Exercise directions:
Out of the records below, copy all lines in which the word "dreadlocked" occurs.

Given records:

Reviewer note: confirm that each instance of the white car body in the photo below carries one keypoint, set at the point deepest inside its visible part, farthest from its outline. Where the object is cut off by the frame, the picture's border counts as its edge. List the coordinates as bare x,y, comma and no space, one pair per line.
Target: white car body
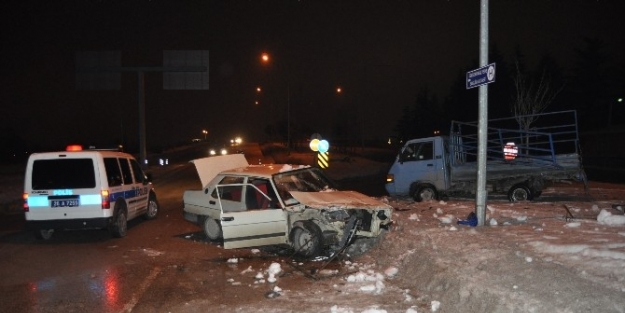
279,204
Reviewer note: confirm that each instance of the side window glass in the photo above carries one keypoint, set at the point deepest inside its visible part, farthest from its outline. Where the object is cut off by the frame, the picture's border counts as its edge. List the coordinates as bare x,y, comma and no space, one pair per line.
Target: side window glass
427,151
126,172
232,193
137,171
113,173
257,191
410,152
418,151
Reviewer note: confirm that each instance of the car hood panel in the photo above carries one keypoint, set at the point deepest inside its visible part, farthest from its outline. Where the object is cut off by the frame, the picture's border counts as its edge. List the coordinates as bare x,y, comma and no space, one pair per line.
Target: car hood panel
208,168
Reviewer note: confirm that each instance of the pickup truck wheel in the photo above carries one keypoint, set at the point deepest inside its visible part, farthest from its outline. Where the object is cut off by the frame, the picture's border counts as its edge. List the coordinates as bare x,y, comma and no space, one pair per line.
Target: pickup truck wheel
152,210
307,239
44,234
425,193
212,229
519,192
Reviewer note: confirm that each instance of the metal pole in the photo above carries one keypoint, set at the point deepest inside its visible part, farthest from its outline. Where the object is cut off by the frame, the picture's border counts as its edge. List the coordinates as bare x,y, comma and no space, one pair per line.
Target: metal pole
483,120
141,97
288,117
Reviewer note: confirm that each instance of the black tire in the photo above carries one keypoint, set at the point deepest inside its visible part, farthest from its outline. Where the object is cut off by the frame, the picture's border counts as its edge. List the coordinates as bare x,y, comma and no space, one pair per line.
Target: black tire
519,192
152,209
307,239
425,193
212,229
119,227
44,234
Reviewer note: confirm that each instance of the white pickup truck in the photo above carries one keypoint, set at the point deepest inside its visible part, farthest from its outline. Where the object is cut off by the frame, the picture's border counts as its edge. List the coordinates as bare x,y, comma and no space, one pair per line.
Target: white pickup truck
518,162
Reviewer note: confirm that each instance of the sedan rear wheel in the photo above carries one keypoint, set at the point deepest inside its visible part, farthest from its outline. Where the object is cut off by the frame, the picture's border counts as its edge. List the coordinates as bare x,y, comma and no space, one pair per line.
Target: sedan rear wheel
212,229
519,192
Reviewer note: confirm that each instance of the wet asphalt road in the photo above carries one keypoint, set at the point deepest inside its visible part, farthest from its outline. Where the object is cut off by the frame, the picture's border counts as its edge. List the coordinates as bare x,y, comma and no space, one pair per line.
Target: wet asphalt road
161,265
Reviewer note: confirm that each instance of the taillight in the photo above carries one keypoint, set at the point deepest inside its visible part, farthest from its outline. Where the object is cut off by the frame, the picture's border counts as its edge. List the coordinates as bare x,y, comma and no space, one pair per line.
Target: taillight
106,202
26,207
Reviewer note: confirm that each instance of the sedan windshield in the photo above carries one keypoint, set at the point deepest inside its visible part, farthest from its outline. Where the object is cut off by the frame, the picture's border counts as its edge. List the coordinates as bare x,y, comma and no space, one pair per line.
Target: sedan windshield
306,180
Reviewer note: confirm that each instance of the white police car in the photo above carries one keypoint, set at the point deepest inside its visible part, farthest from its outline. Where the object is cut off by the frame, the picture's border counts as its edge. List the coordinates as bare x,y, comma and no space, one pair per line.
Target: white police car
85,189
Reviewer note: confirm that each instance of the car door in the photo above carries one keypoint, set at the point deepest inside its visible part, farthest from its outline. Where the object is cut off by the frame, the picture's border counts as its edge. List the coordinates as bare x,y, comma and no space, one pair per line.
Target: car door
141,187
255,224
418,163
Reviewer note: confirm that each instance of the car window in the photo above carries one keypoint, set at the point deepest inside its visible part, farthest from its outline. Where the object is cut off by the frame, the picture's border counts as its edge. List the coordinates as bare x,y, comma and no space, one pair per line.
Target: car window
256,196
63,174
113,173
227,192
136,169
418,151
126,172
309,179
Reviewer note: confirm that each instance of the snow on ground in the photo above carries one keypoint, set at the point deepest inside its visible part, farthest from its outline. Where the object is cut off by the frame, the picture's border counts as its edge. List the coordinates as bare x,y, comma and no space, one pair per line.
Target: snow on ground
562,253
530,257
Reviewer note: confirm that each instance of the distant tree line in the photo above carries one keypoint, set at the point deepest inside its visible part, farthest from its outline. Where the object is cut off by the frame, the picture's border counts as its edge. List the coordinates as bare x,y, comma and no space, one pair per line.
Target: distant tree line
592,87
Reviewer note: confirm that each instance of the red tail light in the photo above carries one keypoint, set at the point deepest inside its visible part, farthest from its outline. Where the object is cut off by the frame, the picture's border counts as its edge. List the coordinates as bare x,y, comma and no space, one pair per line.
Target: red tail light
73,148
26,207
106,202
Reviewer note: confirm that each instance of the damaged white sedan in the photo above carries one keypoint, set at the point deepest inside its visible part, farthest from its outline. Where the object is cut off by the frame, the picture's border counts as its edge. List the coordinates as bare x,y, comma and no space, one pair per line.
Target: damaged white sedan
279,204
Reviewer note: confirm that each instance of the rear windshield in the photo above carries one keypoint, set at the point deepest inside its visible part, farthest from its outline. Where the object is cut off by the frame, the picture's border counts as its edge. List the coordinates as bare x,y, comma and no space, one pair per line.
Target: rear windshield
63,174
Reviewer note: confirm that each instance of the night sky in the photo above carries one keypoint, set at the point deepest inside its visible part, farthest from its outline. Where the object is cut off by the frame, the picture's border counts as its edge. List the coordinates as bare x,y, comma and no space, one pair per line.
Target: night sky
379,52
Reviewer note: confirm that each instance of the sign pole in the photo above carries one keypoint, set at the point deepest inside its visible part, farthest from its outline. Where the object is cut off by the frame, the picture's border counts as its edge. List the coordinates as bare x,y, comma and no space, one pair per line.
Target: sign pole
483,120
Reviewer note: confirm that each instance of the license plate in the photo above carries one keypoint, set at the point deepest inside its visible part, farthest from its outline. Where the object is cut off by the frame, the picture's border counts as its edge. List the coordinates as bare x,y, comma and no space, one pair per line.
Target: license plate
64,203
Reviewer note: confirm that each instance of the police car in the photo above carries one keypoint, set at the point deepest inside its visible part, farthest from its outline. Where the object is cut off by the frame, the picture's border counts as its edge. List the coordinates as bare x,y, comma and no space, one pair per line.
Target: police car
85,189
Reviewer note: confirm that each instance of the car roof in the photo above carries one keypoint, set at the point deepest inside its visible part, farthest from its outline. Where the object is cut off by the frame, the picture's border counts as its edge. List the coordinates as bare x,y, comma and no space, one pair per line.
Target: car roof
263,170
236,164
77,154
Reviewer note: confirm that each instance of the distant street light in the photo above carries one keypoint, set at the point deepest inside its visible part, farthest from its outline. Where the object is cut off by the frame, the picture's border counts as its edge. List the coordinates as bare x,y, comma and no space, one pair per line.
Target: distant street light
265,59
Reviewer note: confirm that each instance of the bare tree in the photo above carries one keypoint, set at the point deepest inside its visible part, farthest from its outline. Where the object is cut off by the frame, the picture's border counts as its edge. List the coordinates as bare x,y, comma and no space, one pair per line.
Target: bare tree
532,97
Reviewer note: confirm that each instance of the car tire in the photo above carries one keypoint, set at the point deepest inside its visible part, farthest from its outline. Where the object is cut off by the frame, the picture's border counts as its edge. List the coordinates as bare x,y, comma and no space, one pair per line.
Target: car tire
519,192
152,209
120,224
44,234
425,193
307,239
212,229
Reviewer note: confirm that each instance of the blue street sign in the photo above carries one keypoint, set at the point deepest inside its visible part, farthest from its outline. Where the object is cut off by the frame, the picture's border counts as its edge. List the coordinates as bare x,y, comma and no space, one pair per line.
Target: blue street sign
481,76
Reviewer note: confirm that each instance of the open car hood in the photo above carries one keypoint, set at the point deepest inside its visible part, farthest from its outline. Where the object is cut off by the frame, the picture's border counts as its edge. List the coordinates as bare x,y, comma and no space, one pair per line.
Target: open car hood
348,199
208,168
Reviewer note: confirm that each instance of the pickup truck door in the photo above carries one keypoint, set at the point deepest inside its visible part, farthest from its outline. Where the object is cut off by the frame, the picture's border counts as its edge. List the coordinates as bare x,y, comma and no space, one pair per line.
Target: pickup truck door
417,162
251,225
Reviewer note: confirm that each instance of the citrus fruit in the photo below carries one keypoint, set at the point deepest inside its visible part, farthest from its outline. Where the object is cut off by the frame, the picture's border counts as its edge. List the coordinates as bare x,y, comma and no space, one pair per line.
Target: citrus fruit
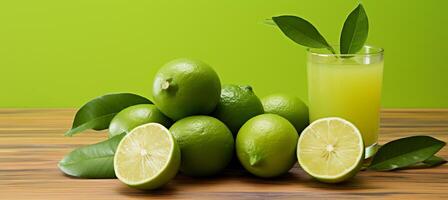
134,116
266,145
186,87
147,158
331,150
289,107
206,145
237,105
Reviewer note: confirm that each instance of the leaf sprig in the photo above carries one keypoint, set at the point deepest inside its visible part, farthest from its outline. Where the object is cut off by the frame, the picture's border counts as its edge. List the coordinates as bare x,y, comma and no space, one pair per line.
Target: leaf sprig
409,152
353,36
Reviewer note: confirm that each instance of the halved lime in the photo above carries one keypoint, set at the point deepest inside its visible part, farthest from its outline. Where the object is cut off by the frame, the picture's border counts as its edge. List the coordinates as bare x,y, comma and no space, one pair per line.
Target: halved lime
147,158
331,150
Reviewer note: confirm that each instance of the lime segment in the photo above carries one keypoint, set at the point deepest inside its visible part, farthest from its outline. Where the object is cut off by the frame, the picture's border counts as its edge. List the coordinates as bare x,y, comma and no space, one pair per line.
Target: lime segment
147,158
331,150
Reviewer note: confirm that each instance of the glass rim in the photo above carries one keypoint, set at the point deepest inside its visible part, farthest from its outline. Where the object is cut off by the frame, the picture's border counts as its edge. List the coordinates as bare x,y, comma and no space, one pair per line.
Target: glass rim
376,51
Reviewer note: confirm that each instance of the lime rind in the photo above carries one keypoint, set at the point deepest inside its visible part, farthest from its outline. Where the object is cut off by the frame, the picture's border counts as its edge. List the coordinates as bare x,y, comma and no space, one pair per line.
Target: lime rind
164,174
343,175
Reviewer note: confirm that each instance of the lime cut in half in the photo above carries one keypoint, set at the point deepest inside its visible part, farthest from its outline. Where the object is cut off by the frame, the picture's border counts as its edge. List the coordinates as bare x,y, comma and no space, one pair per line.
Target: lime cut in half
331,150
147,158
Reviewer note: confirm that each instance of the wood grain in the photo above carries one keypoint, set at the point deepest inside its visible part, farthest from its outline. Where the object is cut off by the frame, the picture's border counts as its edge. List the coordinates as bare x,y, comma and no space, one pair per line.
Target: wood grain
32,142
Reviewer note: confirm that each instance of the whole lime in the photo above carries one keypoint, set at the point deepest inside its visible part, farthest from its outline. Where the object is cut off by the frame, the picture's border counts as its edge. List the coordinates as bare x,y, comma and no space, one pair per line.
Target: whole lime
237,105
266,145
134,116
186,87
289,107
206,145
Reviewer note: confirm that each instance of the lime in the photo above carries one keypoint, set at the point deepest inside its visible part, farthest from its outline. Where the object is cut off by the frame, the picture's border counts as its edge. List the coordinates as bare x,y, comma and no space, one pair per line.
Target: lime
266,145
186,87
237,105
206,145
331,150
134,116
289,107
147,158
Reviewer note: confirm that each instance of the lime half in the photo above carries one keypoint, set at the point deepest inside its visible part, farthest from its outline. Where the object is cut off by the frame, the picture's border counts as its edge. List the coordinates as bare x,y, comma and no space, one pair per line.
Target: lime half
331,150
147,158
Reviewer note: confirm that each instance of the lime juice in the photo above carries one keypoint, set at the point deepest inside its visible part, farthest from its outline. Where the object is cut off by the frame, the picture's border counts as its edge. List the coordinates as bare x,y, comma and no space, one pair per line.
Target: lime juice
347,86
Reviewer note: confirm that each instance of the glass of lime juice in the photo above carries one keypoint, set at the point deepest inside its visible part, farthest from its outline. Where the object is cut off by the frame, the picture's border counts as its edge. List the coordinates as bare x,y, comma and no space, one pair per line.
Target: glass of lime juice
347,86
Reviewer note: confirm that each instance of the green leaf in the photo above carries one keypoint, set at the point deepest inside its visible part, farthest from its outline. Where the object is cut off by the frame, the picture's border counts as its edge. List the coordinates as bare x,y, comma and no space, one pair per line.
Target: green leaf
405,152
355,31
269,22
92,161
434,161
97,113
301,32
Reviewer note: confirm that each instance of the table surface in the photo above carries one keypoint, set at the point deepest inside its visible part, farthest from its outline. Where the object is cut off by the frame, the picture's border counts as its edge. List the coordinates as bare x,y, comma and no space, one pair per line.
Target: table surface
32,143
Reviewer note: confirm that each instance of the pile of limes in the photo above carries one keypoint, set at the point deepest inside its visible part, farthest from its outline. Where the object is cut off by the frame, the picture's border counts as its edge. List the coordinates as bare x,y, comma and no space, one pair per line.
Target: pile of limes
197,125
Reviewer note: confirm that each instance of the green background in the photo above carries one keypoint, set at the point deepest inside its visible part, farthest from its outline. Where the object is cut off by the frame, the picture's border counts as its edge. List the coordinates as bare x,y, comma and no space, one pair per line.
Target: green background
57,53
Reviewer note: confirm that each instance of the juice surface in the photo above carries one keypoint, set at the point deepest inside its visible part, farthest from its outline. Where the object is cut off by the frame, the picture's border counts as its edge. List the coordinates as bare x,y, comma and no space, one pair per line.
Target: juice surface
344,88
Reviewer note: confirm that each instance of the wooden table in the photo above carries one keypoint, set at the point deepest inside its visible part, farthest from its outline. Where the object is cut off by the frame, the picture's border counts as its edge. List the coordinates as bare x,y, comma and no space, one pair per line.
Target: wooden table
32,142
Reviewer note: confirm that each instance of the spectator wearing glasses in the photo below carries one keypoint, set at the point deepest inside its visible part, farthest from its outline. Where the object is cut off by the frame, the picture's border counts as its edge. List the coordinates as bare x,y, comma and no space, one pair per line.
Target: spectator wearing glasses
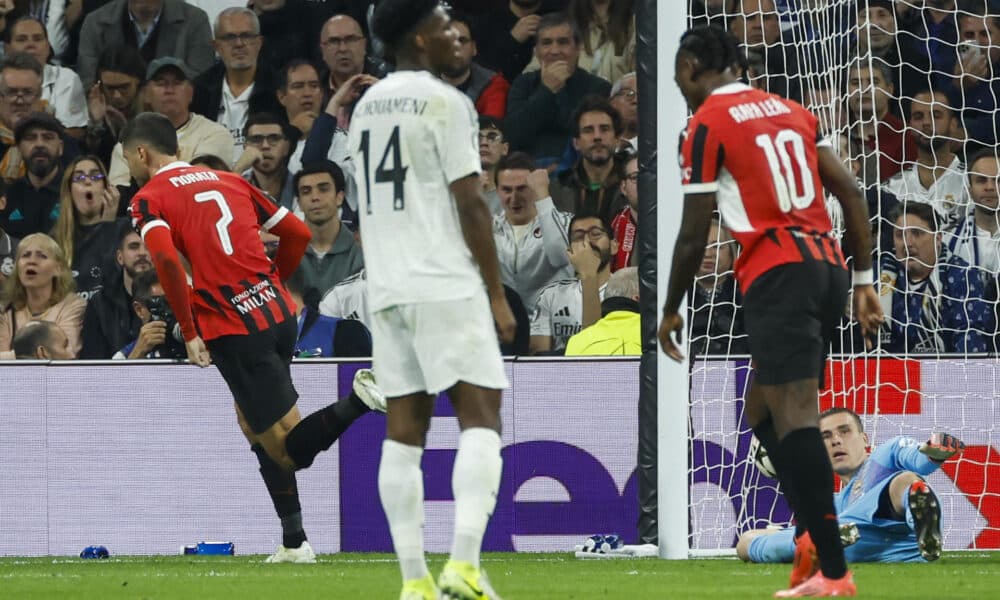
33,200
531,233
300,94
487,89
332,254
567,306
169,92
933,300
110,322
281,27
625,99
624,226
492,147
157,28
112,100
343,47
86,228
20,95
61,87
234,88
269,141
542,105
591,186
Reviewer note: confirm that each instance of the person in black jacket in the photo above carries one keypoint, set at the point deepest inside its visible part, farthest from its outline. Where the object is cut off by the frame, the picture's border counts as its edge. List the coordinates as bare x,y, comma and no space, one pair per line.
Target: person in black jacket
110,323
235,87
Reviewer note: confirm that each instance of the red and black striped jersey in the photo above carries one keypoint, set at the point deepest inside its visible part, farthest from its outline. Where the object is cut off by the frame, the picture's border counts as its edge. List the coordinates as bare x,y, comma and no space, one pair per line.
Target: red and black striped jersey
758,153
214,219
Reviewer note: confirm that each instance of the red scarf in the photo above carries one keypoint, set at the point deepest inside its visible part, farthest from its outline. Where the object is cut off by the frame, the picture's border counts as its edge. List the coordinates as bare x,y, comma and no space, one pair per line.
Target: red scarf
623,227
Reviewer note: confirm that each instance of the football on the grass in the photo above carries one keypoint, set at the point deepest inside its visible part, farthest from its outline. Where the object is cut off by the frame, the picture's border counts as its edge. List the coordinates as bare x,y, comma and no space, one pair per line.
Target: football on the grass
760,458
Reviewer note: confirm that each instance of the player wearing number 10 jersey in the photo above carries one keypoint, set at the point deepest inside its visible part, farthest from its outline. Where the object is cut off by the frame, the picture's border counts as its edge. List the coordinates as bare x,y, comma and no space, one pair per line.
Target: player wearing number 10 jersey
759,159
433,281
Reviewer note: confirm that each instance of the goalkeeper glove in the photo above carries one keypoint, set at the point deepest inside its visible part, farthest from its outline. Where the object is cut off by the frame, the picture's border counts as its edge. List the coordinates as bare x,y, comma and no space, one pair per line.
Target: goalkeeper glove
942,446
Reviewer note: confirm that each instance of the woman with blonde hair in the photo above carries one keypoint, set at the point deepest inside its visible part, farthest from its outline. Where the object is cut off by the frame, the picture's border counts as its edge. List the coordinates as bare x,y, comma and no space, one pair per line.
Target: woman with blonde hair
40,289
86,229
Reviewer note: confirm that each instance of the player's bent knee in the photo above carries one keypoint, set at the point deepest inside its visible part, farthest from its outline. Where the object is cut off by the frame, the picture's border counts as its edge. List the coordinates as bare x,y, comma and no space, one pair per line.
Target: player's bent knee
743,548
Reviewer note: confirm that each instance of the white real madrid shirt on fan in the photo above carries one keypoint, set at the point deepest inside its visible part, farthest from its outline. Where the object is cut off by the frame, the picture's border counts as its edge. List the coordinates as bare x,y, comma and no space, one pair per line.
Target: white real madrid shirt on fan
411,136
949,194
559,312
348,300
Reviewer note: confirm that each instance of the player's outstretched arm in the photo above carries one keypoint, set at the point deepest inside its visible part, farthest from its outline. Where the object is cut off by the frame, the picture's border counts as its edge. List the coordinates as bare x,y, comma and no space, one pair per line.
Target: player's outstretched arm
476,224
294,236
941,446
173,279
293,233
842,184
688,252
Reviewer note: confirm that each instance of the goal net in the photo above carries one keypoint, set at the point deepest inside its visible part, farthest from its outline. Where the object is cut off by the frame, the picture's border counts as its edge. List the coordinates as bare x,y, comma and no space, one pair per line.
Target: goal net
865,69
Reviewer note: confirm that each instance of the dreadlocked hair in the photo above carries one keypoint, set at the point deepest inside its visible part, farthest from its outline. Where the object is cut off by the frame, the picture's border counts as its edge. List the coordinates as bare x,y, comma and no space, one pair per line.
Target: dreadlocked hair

Solution to this problem:
Reviewer note: confirm that each instance of the dreadlocked hair in the photo above carries one keypoint, set at the point deepest inside its visible part, farthest from its outline. Where the object is cut off by the frame, the picture's border counts as its edge. List the coordinates as bare x,y, comma and no space, one pair per line.
Target: dreadlocked hair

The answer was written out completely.